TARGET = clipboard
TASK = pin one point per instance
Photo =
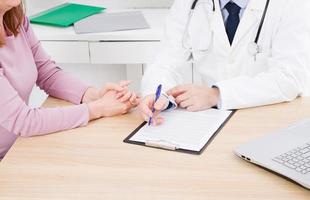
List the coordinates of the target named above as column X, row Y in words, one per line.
column 171, row 147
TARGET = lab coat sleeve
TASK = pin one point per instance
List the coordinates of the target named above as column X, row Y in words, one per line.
column 172, row 55
column 288, row 66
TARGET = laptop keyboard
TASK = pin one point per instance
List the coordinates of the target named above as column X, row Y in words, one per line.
column 297, row 159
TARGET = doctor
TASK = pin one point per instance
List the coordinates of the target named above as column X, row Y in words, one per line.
column 248, row 53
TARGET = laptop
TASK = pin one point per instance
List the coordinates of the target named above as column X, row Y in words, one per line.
column 286, row 152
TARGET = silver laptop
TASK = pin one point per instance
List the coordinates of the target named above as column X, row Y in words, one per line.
column 286, row 152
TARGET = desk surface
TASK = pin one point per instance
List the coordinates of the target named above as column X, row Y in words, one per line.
column 155, row 17
column 93, row 163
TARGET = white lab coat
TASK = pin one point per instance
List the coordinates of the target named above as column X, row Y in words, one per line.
column 281, row 71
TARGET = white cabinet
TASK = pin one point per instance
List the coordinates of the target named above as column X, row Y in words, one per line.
column 67, row 52
column 123, row 52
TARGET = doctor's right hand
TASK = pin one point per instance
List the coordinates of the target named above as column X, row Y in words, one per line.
column 146, row 106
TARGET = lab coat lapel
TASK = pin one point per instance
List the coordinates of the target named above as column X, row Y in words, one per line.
column 219, row 28
column 251, row 17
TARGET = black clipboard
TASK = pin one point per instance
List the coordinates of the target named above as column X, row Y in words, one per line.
column 127, row 139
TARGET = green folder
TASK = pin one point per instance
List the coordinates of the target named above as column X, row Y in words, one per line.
column 65, row 15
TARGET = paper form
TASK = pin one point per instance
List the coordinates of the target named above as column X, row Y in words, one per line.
column 184, row 129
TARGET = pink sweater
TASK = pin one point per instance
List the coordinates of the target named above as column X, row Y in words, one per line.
column 23, row 63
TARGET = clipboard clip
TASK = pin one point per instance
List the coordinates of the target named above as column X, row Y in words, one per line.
column 162, row 144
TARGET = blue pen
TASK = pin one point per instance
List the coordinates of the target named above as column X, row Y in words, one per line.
column 157, row 95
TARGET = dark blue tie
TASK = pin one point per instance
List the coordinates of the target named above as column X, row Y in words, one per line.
column 232, row 20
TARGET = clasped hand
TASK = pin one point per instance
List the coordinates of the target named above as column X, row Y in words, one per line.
column 112, row 99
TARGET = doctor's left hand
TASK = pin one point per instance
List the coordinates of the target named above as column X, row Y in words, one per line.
column 195, row 97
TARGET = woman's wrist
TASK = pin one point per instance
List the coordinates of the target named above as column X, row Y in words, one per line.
column 94, row 111
column 91, row 94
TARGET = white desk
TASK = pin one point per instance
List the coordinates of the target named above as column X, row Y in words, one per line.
column 133, row 48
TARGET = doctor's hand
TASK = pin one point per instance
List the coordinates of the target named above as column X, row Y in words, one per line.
column 195, row 97
column 109, row 105
column 146, row 105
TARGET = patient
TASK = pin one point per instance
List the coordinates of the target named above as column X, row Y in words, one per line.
column 23, row 63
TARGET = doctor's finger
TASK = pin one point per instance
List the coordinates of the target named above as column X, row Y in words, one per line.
column 186, row 103
column 161, row 103
column 126, row 96
column 145, row 110
column 182, row 97
column 157, row 121
column 178, row 90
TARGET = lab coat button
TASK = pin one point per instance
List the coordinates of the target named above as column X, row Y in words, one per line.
column 231, row 60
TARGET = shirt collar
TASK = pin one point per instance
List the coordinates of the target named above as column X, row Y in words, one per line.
column 241, row 3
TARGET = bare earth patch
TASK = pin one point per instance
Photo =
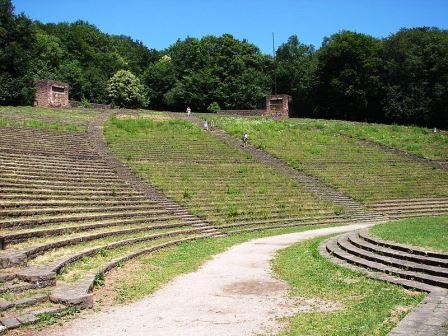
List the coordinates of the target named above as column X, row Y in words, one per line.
column 235, row 293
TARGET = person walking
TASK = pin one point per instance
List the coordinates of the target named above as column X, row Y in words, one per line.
column 245, row 139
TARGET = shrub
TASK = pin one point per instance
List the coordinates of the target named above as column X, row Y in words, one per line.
column 125, row 90
column 213, row 107
column 85, row 103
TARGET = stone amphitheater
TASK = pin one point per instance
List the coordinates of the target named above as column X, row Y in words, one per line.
column 67, row 195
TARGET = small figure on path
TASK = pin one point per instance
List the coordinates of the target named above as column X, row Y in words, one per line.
column 245, row 139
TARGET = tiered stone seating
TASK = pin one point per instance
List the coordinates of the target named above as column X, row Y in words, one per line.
column 419, row 266
column 416, row 207
column 61, row 203
column 218, row 182
column 411, row 267
column 385, row 179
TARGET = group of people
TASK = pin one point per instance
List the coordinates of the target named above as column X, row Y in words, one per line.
column 208, row 127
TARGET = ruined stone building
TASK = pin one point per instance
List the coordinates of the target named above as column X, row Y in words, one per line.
column 51, row 93
column 275, row 106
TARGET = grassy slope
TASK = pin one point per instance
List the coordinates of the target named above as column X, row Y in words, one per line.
column 413, row 139
column 56, row 119
column 211, row 178
column 430, row 233
column 417, row 140
column 369, row 307
column 151, row 272
column 366, row 173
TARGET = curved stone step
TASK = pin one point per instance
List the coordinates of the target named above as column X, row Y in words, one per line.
column 346, row 244
column 357, row 241
column 334, row 249
column 14, row 258
column 364, row 234
column 30, row 222
column 16, row 237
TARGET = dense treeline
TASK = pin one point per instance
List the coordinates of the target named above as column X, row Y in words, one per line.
column 353, row 76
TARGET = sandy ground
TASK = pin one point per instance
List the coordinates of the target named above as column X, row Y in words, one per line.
column 233, row 294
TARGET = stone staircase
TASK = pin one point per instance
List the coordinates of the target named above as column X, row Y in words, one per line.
column 413, row 268
column 63, row 200
column 414, row 207
column 356, row 210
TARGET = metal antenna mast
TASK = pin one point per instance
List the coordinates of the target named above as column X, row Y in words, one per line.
column 275, row 63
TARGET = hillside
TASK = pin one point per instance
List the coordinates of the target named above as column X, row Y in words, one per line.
column 75, row 204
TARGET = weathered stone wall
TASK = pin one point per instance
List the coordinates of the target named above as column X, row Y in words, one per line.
column 51, row 94
column 75, row 104
column 277, row 106
column 242, row 112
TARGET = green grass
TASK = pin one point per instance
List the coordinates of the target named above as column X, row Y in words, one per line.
column 55, row 119
column 366, row 307
column 212, row 179
column 317, row 147
column 155, row 270
column 430, row 233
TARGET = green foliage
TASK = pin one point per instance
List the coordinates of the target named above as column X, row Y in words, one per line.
column 17, row 45
column 294, row 73
column 125, row 90
column 361, row 306
column 99, row 280
column 399, row 79
column 348, row 84
column 416, row 76
column 213, row 107
column 85, row 103
column 220, row 69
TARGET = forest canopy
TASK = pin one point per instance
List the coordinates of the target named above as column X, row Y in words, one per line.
column 402, row 78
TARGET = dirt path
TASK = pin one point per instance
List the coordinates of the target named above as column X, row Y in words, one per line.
column 232, row 294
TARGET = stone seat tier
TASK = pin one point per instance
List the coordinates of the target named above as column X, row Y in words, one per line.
column 30, row 211
column 16, row 258
column 347, row 245
column 30, row 222
column 341, row 248
column 359, row 242
column 20, row 236
column 363, row 234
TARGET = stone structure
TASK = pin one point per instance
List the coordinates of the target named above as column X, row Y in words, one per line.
column 275, row 106
column 51, row 93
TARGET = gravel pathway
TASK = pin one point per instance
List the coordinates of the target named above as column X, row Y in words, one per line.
column 232, row 294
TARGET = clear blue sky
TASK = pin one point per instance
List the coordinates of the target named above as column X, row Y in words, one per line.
column 159, row 23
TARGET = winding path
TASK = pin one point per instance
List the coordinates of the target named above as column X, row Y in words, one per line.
column 232, row 294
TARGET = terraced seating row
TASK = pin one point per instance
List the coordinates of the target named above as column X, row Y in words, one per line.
column 66, row 215
column 422, row 268
column 213, row 180
column 38, row 117
column 356, row 168
column 411, row 267
column 417, row 207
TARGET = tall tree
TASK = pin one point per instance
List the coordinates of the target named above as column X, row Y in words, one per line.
column 17, row 48
column 294, row 72
column 416, row 77
column 348, row 77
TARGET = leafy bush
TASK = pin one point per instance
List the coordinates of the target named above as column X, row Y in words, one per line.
column 125, row 90
column 213, row 107
column 85, row 103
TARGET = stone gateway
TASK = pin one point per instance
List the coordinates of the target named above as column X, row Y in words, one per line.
column 51, row 93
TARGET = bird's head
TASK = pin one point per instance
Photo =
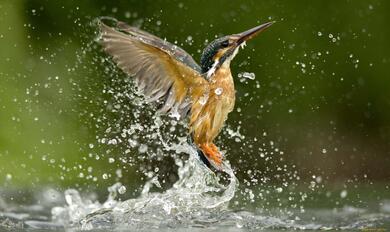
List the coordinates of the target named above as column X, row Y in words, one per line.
column 222, row 50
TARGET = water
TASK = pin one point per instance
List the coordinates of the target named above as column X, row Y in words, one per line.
column 199, row 200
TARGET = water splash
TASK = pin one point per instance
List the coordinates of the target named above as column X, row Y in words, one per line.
column 197, row 193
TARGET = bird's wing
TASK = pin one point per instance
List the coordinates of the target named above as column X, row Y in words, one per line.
column 159, row 72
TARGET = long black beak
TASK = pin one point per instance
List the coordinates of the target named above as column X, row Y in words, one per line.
column 249, row 34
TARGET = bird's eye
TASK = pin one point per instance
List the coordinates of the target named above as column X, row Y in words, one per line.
column 225, row 43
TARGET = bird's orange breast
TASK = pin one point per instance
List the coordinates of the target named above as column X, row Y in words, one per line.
column 210, row 111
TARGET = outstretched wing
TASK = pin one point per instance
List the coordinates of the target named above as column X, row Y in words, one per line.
column 163, row 72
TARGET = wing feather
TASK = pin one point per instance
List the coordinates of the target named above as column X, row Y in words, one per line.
column 163, row 72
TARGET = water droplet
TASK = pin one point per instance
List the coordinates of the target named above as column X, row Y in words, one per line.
column 343, row 194
column 218, row 91
column 122, row 189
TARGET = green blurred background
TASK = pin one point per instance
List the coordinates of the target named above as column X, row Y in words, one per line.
column 320, row 102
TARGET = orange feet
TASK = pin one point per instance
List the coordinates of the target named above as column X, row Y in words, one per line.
column 212, row 154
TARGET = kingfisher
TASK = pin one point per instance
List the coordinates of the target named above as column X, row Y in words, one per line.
column 170, row 77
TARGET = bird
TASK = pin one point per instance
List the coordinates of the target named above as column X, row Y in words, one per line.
column 169, row 76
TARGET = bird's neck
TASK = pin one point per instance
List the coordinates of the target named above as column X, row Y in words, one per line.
column 222, row 75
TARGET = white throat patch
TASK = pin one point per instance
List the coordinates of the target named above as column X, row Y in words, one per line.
column 213, row 68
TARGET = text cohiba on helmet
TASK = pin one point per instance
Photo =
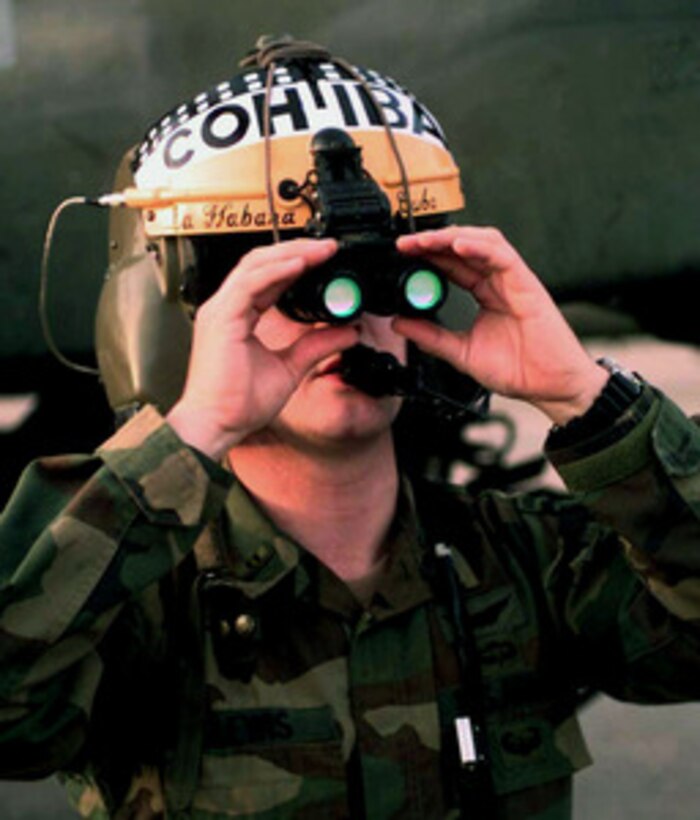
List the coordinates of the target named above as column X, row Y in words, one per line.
column 294, row 109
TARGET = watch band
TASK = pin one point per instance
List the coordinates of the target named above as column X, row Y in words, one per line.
column 621, row 390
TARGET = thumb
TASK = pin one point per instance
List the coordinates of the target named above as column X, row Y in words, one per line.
column 311, row 348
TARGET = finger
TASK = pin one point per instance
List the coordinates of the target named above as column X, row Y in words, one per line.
column 433, row 339
column 311, row 348
column 443, row 238
column 257, row 270
column 315, row 251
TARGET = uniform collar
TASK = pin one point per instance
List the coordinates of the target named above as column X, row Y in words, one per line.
column 258, row 556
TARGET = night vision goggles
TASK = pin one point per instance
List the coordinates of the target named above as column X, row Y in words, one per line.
column 367, row 273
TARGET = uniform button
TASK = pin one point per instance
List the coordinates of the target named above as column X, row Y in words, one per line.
column 245, row 625
column 261, row 556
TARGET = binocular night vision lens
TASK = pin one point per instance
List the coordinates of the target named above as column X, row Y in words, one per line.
column 336, row 295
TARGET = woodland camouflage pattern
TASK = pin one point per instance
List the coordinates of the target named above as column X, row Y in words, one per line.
column 161, row 644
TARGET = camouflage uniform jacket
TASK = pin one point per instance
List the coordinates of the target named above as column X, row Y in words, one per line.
column 164, row 647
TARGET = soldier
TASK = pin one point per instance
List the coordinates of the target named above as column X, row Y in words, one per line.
column 239, row 606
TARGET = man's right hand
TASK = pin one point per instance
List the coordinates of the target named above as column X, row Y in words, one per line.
column 235, row 385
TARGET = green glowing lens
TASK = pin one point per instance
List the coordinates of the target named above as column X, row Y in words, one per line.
column 342, row 297
column 424, row 290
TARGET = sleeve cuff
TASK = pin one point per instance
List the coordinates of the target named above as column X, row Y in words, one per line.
column 169, row 482
column 613, row 455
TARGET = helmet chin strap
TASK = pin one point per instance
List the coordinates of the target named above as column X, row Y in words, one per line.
column 379, row 373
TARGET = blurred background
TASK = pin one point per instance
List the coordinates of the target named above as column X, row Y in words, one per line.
column 575, row 125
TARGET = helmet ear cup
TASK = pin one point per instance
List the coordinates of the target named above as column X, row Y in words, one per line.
column 142, row 331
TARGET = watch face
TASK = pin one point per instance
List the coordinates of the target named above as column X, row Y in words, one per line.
column 616, row 369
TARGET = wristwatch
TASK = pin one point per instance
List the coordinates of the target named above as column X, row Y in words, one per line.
column 619, row 393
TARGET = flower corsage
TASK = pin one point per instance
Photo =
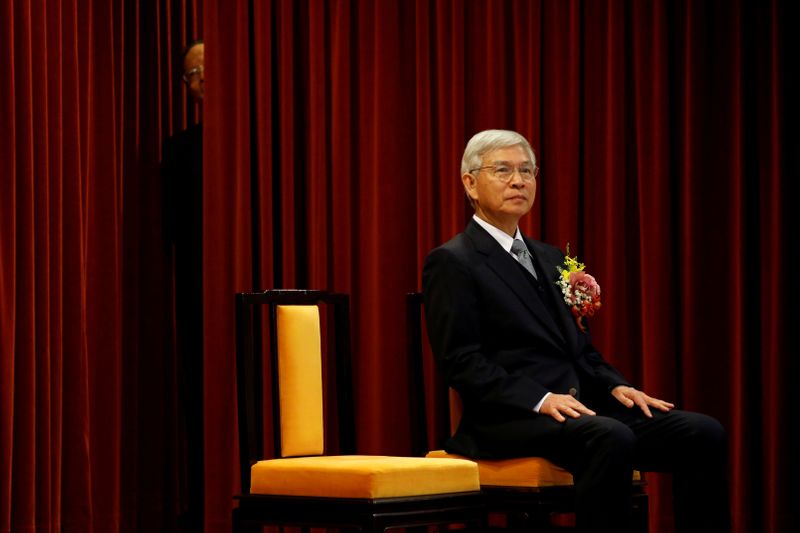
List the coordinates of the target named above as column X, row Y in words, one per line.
column 581, row 291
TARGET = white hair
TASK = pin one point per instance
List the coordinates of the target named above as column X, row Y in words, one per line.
column 489, row 141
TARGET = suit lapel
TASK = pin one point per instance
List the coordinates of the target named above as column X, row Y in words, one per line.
column 510, row 274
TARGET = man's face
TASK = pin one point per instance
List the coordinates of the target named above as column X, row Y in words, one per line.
column 193, row 72
column 501, row 204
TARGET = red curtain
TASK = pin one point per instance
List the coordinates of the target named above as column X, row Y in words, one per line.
column 87, row 395
column 332, row 140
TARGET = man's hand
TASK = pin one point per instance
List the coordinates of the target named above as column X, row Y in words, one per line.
column 558, row 405
column 628, row 396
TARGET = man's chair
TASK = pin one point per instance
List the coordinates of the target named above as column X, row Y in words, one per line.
column 531, row 492
column 302, row 486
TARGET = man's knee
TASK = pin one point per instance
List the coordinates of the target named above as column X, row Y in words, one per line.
column 612, row 436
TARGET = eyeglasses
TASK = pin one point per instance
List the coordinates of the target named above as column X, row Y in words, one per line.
column 504, row 173
column 190, row 75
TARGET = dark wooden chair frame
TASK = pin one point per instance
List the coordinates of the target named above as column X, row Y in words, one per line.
column 526, row 508
column 256, row 510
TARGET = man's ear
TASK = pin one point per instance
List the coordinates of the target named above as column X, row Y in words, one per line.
column 470, row 182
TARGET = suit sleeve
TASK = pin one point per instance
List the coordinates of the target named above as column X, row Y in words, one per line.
column 453, row 317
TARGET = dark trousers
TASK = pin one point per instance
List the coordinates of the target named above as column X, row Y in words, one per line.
column 602, row 451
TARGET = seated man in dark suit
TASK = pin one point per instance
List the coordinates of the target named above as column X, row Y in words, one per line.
column 506, row 321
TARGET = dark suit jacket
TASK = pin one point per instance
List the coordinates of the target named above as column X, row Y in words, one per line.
column 496, row 340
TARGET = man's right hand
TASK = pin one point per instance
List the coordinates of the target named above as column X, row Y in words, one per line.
column 559, row 405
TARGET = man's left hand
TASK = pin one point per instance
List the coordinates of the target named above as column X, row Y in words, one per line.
column 628, row 396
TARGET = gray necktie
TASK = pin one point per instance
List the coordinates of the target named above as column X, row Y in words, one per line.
column 519, row 250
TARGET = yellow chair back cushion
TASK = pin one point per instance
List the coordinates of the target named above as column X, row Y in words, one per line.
column 300, row 380
column 363, row 476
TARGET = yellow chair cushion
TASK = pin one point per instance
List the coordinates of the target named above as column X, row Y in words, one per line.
column 300, row 380
column 363, row 476
column 516, row 472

* TASK:
Copy the items from the start through the line containing "column 288, row 66", putting "writing board" wherever "clipboard" appears and changing nothing else. Leave the pictures out of your copy.

* OUTPUT BELOW:
TARGET = writing board
TASK = pin one point per instance
Photo =
List the coordinates of the target named above as column X, row Y in words, one per line.
column 171, row 147
TARGET = lab coat sleeve
TASK = pin one point per instance
List the coordinates of the target named above as column X, row Y in words, one per line.
column 172, row 55
column 288, row 66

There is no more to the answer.